» SOURCE EXCERPT
--- --- ---
Hazard and vulnerability

In any Hazard and Vulnerability Analysis, if rushed, can miss out on some important facts. Primarily amongst them is considering the concept ofStorm Surge: a dome of wind driven water that crosses the coastline just ahead of, and to the right of, the storm’s eye. Due to a shallow, gradually sloping bottom that extends well offshore from the coastline, storm surge values will be higher for the county than indicated in the Saffir/Simpson Hurricane Scale. Thus, a rushed analysis might mess up with this basic information of such a report, and so can definitely be a weak point.
The assumption that ‘natural’ disasters are inherently and predominantly natural phenomena has tended to exclude the social sciences from consideration in much of the spending that is done in disaster preparedness. This is despite the fact that over the last twenty years a considerable literature on disasters has emerged from human geography, sociology, anthropology and (to a lesser extent) economics. For many years, social science has contributed to policy formation for disasters (especially in the Third World) through the activities of many Non-Government Organisations (NGOs). The initial development of vulnerability analysis is then rooted in social science, and in a sense has constituted a political economy of disasters to the analysis of devastating events that are normally associated with natural hazards. At its most simplistic, vulnerability analysis asserts that for there to be a disaster there has to be not only a natural hazard, but also a vulnerable population. Much of the conventional work on disasters has been dominated by ‘hard science’, and has been a product of the prominence that natural phenomena have acquired in the disaster causation process. But this ‘physicalist’ approach is also a result of the social construction of disasters as events that demonstrate the human condition as subordinate to Nature. Within such a framework, there is the inherent danger that people are perceived as victims rather than being part of socio-economic systems that allocate risk differently to various types of people. People therefore often become treated as ‘clients’ in the process of disaster mitigation and preparedness, and as passive onlookers in a process in which science and technology do things to them and for them, rather than with them.
--- --- ---
» DATASET ROWS
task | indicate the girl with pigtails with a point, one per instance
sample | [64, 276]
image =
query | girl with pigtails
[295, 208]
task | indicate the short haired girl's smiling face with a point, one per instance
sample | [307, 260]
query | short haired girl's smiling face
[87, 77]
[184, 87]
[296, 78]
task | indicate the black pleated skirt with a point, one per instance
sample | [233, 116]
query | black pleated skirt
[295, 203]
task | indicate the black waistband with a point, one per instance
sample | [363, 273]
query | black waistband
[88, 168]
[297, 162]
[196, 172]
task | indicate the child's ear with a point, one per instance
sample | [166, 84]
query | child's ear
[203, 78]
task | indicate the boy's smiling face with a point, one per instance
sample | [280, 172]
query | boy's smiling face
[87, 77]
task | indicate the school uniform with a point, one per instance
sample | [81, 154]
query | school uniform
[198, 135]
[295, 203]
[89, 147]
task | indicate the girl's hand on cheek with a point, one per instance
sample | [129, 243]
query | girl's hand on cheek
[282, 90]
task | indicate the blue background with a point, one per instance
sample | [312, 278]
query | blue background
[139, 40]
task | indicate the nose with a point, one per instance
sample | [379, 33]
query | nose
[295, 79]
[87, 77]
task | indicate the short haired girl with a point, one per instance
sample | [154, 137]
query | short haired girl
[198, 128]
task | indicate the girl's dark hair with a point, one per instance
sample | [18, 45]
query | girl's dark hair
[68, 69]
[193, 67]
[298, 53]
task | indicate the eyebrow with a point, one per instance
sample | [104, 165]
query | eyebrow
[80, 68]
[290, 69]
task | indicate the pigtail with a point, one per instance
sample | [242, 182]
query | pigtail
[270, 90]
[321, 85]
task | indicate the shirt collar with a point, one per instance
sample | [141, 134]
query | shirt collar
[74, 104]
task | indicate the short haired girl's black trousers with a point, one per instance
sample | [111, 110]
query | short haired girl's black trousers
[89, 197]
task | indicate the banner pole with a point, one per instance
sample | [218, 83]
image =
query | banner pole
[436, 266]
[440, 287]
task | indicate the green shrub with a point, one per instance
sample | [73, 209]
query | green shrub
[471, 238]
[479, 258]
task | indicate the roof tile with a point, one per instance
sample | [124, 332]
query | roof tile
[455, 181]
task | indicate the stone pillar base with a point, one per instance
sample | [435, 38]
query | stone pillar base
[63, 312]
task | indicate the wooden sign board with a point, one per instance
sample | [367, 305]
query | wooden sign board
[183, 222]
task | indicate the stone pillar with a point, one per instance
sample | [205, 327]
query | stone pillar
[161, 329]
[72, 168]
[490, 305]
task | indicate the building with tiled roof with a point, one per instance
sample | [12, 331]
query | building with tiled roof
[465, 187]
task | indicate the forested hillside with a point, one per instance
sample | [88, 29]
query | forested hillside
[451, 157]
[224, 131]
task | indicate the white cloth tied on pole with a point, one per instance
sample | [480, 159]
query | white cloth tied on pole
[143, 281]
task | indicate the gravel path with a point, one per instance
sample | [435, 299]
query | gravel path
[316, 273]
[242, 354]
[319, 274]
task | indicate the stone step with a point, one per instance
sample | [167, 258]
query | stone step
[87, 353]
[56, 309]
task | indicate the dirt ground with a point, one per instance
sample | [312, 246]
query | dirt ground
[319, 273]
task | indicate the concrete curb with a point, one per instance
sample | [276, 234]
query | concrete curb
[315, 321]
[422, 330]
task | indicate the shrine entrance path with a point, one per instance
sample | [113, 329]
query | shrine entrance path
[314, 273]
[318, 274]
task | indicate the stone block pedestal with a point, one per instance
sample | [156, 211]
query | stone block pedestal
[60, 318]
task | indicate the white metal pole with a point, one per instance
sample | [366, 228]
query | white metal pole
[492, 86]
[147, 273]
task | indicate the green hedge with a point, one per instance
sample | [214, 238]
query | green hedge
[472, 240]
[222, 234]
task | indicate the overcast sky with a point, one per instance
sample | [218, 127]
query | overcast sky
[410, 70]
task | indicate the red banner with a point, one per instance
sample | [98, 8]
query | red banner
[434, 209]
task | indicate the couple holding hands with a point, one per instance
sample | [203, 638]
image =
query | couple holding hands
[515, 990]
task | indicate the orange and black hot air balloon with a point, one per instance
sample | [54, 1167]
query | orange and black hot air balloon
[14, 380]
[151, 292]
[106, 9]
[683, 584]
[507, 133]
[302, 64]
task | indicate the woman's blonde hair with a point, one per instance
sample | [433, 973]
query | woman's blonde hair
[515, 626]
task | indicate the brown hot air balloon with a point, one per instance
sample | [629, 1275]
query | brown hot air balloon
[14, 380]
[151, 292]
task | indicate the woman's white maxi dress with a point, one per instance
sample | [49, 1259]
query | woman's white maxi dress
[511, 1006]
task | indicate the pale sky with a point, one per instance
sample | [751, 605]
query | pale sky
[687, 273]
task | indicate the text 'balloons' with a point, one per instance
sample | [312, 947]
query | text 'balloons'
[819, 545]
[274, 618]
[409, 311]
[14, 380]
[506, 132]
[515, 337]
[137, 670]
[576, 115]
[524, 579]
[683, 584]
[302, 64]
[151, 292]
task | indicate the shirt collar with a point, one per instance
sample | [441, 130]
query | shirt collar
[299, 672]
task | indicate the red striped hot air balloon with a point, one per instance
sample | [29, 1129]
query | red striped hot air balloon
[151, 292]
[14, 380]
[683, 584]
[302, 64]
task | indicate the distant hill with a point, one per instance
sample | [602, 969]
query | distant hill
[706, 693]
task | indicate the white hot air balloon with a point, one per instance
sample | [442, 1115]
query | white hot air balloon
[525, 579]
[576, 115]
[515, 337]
--- --- ---
» INSTRUCTIONS FOR THE TASK
Please carry on the hazard and vulnerability passage, starting right after its last sentence. The listing has no connection to the hazard and vulnerability passage.

» SOLVED PROBLEM
#2 The National Incident Management System (NIMS) establishes standardized incident management protocols and procedures that all responders-Federal, State, and local-should use to conduct and co-ordinate response actions. It sets forth a "core set of doctrine, concepts, principles, terminology and organizational processes to enable effective, efficient, and collaborative incident management at all levels" of government. The NIMS provides a common, flexible framework within which government and private entities at all levels can work together to manage domestic incidents of any magnitude. In March 2004, the Secretary of Homeland Security approved the NIMS and sent a memorandum to officials at all levels of the government asking for continued cooperation and assistance in further developing and implementing the NIMS. The central component of the NIMS is the Incident Command System (ICS). The ICS organisation, the structure and size of which can be tailored to the complexity and size of any given incident, comprises five major functional areas-Command, Planning, Operations, Logistics, and Finance/Administration. This system grew out of the challenges of interagency co-ordination experienced when fighting wildfires in western states. However, considering the destructive effects of hurricanes can have, it would be better if the NIMS is supported by the NRP. NRP is an all-hazards plan that establishes a single, comprehensive framework for managing domestic incidents across all levels of government and across a spectrum of activities that includes prevention, preparedness, response, and recovery. It provides the structure and mechanisms for co-ordinating Federal support to State and local incident managers and for exercising Federal authorities and responsibilities incorporating the NIMS structure.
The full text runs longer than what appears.